» Quoted text:
^^^^^^^^
Diary 16

Recalling summers in Illinois
The hum of cicadas and crickets reverberating from a field of tall grass. The sound of shirring branches getting a mouthful of wind, the air damp with heat from the day. Burrs pulled from cotton shirts and socks like the thistles of a hairbrush my grandma tried to drag across my scalp after using mousse. Purling creeks and lake water lapping onshore. Summer storms, booming thunder and a soft blanket of rain. In June, July and August, the days are melodic. On a walk, I look at a meadow of tall grass and listen to the wind that combs through their limbs, then think of the phrase “prairie harp.” The summer playing it’s prairie harp.

Oregon

Day 1: Flew in late. Went to Albertsons for bread, mozzarella, grapes, steak and beer.
Day 2: Antique shopping in Portland. Boiled bagels at lunch. New book by Hermann Hesse. Gresham food carts for dinner featuring an outrageously long falafel wrap and a Thai waterfall salad with sweet, juicy beef.
Day 3: Breakfast at a “trucker diner,” least a bunch of semis were parked in the lot. Inflatables and a large rubber duck dressed in American flag printed clothing were cluttered by the entrance, and in each booth there were random quotes above the seats (-Buddha, -Abraham Lincoln, -The Book of Psalms, -unknown). Drove to the Sandy River Gorge, which was visible long before we parked the car, between thickets of pine trees and houses bordering the water. I glimpsed people floating along the river on rafts, kayaks and paddleboards. Every couple miles a Pratt truss bridge opened up our view, so that the forest wall on the opposite side of the river was visible against the shoreline, and the entire landscape lay exposed, in one grand sweep of the woodland curtain. I sunk into my seat; felt grounded by nature, yet again, and let the fresh air coming through the window clear my head.
A school of tadpoles. Walking in dry sand (a little clumsily). Horsetail reeds. A striped whipsnake? slithering into the brush. Thin layer of algae over the riverbed.
Dinner at a Spanish/Catalan restaurant in Portland. We sat on the patio, sipped cocktails made with local rye and mezcal. The loveliest summer wind blew through the city; thick with warmth from the day but clean & clear as could be. This coupled with the alcohol lulled me into a bliss while we waited for our dishes.
Salteado de pulpo y camarones: octopus, large prawns, manzanilla olives, cherry tomatoes, picada butter
Chuleta: wildflower honey-thyme brined pork loin, roasted broccolini, pea-celery leaf and carrot puree, black garlic-balsamic reduction
Paella negra: squid ink-seafood stock, cod, halibut, mussels, clams, shrimp, sofrito, picada sauce
Day 4: Slept into the morning. Left for the coast before noon and stopped to get coffee and a bite to eat on the way. Dan found a spot on maps that branded itself as a “deli & pub,” though it was neither. It looked more like a small casino in a rented out office space, with four or five gambling machines in front of a small counter and another room with a sink, coffee machine, microwave and toaster. A neon green sign on the wall seemed to glow with the four items on their menu: “3 cookies, coffee/soda, bagel and cream cheese, hot dog.” We were ID’d, then ordered black coffee and a bagel from a timid woman with shaky hands. Stopped at a jerky shop alongside the highway where I accidentally spent $62? on mushroom jerky, roasted hazelnuts, mushrooms chips, dried peaches, and a local Oregon beef jerky marinated in pinot noir.
^^^^^^^^
» Written tasks:
#1 Reproduce the entries word for word, from the first line of the entries through the line containing "point(629, 169)", with both of those lines included.
#2 Write the next part of the travel diary, picking up right after its final sentence.

» Data records:
^^^^^^^^
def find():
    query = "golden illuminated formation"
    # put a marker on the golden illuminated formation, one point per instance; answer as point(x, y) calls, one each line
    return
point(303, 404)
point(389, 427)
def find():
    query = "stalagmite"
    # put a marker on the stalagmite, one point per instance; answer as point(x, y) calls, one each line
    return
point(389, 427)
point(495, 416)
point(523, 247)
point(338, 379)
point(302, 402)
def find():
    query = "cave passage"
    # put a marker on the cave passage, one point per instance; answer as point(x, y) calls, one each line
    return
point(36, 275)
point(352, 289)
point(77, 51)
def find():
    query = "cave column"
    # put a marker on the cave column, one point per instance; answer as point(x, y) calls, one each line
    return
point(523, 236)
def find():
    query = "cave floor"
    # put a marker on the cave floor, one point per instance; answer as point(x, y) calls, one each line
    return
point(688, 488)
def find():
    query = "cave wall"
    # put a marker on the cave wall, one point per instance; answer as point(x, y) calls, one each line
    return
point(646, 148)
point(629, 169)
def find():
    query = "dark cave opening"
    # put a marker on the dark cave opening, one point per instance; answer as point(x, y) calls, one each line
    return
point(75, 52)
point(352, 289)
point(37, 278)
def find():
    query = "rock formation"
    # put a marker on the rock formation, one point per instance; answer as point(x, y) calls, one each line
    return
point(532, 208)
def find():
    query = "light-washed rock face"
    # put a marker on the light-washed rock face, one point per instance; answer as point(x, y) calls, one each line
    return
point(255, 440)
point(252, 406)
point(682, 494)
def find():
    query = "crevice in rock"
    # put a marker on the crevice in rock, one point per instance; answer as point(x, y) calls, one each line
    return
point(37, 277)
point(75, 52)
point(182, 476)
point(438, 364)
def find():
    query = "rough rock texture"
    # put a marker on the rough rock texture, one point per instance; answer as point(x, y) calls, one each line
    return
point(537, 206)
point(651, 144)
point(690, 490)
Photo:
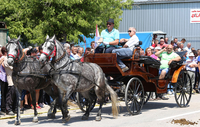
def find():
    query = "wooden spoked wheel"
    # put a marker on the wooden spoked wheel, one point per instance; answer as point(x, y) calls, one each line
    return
point(183, 89)
point(134, 96)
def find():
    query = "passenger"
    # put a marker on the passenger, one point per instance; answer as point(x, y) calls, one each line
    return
point(175, 41)
point(167, 56)
point(109, 37)
point(142, 52)
point(148, 52)
point(127, 49)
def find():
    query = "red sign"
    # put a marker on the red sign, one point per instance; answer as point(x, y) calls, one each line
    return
point(194, 15)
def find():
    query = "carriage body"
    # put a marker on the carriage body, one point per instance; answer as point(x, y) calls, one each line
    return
point(144, 70)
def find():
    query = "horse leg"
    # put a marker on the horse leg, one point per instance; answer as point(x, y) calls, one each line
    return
point(35, 118)
point(89, 100)
point(52, 110)
point(98, 117)
point(18, 95)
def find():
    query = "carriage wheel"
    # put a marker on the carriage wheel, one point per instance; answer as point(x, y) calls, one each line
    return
point(183, 89)
point(83, 103)
point(146, 97)
point(134, 96)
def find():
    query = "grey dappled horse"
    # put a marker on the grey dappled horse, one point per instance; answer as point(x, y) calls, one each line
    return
point(27, 75)
point(71, 77)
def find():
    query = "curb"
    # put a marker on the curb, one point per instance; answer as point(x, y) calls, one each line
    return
point(29, 114)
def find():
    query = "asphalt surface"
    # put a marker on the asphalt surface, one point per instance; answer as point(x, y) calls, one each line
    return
point(158, 113)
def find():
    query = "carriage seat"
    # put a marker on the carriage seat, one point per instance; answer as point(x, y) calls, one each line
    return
point(147, 60)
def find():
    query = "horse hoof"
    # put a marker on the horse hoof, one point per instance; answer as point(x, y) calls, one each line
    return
point(35, 119)
point(84, 117)
point(66, 119)
point(18, 122)
point(51, 116)
point(98, 118)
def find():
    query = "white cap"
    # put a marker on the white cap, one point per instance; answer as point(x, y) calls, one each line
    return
point(158, 48)
point(151, 47)
point(191, 54)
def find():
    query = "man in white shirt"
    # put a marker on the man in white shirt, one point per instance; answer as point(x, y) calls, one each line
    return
point(188, 48)
point(127, 49)
point(74, 54)
point(191, 67)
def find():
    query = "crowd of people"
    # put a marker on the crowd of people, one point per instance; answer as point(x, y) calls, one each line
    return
point(8, 103)
point(161, 49)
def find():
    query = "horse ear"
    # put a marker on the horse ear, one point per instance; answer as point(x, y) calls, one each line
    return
point(53, 37)
point(47, 37)
point(18, 38)
point(9, 39)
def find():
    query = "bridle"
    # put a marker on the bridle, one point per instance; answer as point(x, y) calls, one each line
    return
point(18, 53)
point(53, 54)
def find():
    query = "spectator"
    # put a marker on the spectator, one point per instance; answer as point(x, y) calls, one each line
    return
point(109, 37)
point(148, 52)
point(80, 52)
point(66, 46)
point(154, 38)
point(191, 67)
point(166, 40)
point(192, 48)
point(87, 51)
point(11, 103)
point(3, 81)
point(73, 54)
point(175, 41)
point(176, 49)
point(162, 44)
point(92, 46)
point(172, 43)
point(197, 74)
point(127, 49)
point(188, 48)
point(180, 49)
point(142, 52)
point(155, 43)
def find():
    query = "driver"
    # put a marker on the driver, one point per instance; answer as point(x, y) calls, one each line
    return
point(167, 56)
point(127, 49)
point(109, 37)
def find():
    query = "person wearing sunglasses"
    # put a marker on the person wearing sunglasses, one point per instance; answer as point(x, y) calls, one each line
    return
point(167, 56)
point(127, 49)
point(109, 37)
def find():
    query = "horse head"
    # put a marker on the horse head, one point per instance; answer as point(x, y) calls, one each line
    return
point(14, 50)
point(49, 49)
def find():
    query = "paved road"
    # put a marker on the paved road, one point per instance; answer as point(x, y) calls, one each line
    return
point(154, 114)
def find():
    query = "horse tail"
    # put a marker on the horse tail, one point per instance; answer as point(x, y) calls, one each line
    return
point(115, 107)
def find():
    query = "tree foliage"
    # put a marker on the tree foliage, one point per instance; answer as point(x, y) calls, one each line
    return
point(67, 19)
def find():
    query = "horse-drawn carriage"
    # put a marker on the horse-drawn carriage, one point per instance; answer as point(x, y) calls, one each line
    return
point(143, 78)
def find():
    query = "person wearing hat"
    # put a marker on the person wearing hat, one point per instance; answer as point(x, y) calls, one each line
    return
^^^^^^^^
» Responses by task:
#1
def find():
    query = "golden illuminated formation"
    # put a marker on the golden illuminated formation, one point per instance; answer as point(x, y) calls, one each line
    return
point(303, 404)
point(389, 427)
def find():
    query = "stalagmite"
    # put a marker on the stalagmite, one point per instance; answer as point(x, y) calls, one each line
    return
point(389, 427)
point(495, 416)
point(523, 247)
point(338, 379)
point(302, 402)
def find():
    query = "cave passage"
    # put a marker on the cave passage, one point per instance; answer as point(x, y) calls, one each line
    return
point(36, 275)
point(352, 289)
point(77, 51)
def find():
    query = "cave column"
    # put a marker on the cave column, one point per instance; answer as point(x, y) calls, one each line
    return
point(523, 236)
def find():
    query = "cave floor"
    # put a marker on the cave floor, one point per instance; answer as point(x, y) calls, one each line
    return
point(688, 488)
def find():
    query = "cave wall"
    # put a marker on the cave wall, one point per instance; answer as point(x, y) calls, one each line
    return
point(646, 148)
point(629, 169)

#2
Canon beach emerged from the trees. We were driving through what felt like the boondocks when we took a right turn, the country road opening onto the beach town.
We didn’t bring towels so we nestled ourselves into the sand, propped our backs up against a log and read, until I couldn’t resist the urge to jump into the ocean any longer. Later stripped out of wet bikini bottoms laden with sand.
Beer and house-made coleslaw for a late lunch. Stopped off of Highway 26 on the way home, drawn by a restaurant with a collection of old logging machinery spread around the yard. Monolithic equipment. Vintage dinosaurs from the late 1800s forward: steam donkeys, railroad cars, self-propelled steam cranes, and the t-rex of the collection, a massive sawmill bandsaw. Dan nearly shit his pants. Naturally, he knew more about the equipment than I did, and helped put them into context for me as we walked. Gravel crunched under our feet. In the restaurant’s backyard, a trail ran into the woods; a creek to our left and a forest drenched in moss and lychen to our right. The air seemed to be charged with our walk through the museum, history imbuing us with a sense of connectivity, of an ongoing story. I trailed behind Dan and looked at the back of his head and the surrounding nature and tried to find a foothold. Something to cling onto to make the moment last a little bit longer. Awestruck by the machines and their history, overwhelmed with woodland beauty, and brimming with love for my partner, I wished I could live in that moment forever.
Day 5: Visited Dan’s classroom for the first time. Gresham food carts for lunch- drunken noodles and mango lassi. Flew home.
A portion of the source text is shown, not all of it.